> _Study text_
Penn biologists get a flavor for the evolution of bitter taste

Bitter Taste

Sarah Tishkoff

Sarah Tishkoff, a Penn Integrates Knowledge Professor, and Michael Campbell, a postdoctoral researcher, have studied the evolutionary history of the gene TAS2R16, which is involved in sensing the bitter-tasting compound salicin.

A bitter taste may elicit a grimace, and indeed many bitter substances are toxic and should be avoided. Yet some foods and drugs taste bitter but promote or protect health—think broccoli or quinine.

The tie between bitter taste perception and health make it an appealing research subject for scientists interested in evolution, including Penn geneticists Michael Campbell, a postdoctoral researcher in the Department of Genetics in the Perelman School of Medicine, and Sarah Tishkoff, a Penn Integrates Knowledge Professor with appointments in the Department of Genetics and the Department of Biology in the School of Arts & Sciences.

Most recently, Campbell, Tishkoff, and colleagues have studied the gene TAS2R16, which is involved in sensing the bitter-tasting compound salicin. This compound is found in aspirin, as well as some vegetables and fruits, and has anti-inflammatory properties—but it is toxic in large doses.

Writing in the journal Molecular Biology and Evolution, the researchers centered their study on Africa to begin to tease out the evolutionary history of TAS2R16.

“Because Africa is the site of origin of all modern humans, Africans are going to have a large amount of diversity, and non-Africans are going to have a subset of that diversity,” Tishkoff says.

> _Information supplied_
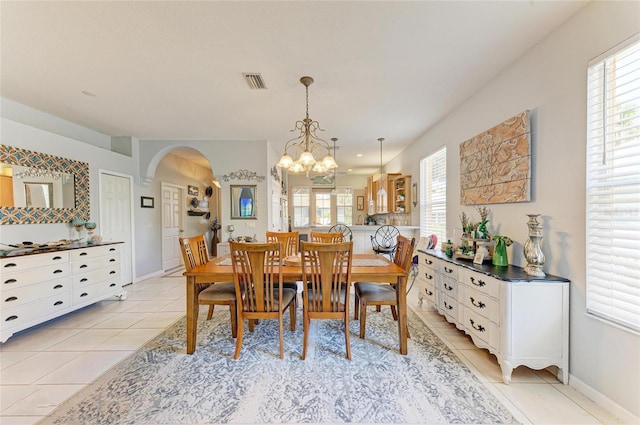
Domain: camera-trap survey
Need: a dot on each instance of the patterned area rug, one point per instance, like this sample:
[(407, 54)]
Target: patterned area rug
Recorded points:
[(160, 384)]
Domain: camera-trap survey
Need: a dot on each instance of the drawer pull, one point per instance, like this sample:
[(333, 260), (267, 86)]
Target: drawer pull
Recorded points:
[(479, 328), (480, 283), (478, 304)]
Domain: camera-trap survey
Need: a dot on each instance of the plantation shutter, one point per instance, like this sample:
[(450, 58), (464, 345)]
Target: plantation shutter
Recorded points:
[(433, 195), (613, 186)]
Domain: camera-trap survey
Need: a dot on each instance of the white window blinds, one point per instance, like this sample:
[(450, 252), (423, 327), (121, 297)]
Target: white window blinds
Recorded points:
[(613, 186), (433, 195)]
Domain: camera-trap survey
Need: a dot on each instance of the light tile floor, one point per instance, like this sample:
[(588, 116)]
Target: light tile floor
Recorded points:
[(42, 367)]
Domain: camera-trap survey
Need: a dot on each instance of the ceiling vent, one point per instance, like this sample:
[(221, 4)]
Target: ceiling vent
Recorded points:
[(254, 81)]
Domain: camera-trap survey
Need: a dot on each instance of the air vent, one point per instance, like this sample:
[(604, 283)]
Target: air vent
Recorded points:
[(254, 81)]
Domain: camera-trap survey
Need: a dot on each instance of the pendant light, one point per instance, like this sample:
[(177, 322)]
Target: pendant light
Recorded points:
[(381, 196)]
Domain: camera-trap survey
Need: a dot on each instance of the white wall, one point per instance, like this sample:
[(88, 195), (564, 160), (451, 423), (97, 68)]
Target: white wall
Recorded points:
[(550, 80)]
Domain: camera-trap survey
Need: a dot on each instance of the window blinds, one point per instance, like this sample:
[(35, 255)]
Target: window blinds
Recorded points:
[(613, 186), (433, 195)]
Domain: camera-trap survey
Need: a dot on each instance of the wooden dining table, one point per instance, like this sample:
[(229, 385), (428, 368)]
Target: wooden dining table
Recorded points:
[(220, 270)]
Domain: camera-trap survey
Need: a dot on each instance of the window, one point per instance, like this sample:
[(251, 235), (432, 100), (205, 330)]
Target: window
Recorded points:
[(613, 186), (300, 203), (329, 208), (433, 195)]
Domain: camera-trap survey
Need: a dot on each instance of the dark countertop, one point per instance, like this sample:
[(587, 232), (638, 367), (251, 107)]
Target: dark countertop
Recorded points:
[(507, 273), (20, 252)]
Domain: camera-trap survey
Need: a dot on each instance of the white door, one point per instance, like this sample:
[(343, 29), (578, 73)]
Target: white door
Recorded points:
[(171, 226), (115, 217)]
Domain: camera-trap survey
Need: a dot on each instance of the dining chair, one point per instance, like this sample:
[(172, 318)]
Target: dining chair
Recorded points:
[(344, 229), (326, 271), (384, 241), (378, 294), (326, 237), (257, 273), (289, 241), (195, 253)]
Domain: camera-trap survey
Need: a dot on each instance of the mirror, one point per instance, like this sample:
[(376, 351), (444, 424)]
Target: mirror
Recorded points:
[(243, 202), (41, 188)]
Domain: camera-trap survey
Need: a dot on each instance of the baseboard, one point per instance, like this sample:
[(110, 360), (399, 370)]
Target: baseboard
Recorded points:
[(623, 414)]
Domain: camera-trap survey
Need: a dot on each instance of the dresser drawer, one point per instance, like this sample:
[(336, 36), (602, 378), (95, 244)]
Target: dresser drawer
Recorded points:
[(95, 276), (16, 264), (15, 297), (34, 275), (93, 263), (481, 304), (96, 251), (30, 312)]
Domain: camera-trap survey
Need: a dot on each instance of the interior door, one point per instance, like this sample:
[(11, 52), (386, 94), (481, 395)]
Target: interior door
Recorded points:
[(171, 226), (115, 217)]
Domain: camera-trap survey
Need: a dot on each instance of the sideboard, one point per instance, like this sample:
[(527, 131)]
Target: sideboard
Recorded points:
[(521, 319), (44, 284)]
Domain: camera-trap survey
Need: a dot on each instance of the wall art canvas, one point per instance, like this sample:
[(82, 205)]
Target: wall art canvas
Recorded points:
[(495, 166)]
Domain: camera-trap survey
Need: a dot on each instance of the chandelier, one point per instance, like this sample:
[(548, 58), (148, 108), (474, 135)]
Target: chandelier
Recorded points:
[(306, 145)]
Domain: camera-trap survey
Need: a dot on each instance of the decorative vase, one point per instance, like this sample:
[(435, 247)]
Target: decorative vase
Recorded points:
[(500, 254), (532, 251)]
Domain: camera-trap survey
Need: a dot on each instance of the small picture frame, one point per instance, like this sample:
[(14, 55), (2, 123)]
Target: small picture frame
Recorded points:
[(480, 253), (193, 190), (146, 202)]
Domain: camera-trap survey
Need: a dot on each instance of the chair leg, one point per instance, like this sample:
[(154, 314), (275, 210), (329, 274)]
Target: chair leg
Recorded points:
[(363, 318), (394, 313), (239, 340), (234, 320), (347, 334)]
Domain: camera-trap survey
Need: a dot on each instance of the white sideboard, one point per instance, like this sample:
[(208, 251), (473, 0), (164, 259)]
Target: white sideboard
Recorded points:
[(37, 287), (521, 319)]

> _Exercise objective_
List every Penn department and school named in the article on the evolution of bitter taste.

> _Answer for this exercise_
Department of Genetics
Perelman School of Medicine
Department of Biology
School of Arts & Sciences